§ EXERCISE DESCRIPTION
Say how many lines of the listing below include the string "shape" and add nothing else.

§ MATERIAL SHOWN
******************************

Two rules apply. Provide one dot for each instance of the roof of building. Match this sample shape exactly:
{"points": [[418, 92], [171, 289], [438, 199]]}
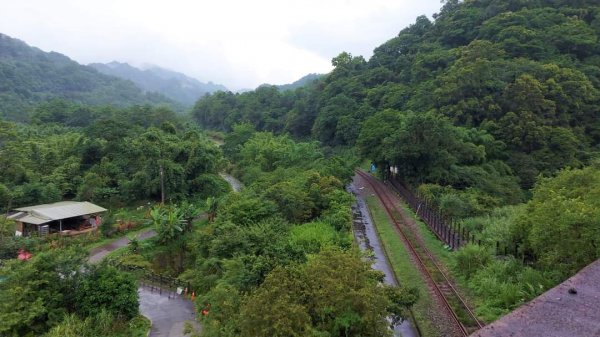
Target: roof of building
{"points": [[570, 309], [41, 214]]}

******************************

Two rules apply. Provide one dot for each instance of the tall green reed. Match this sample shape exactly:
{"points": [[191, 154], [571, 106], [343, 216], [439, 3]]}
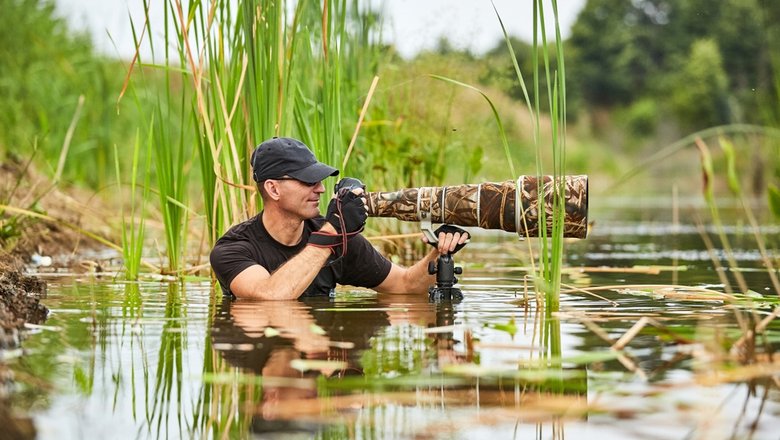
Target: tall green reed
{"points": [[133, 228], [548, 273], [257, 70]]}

******************************

§ TASK RESPONSE
2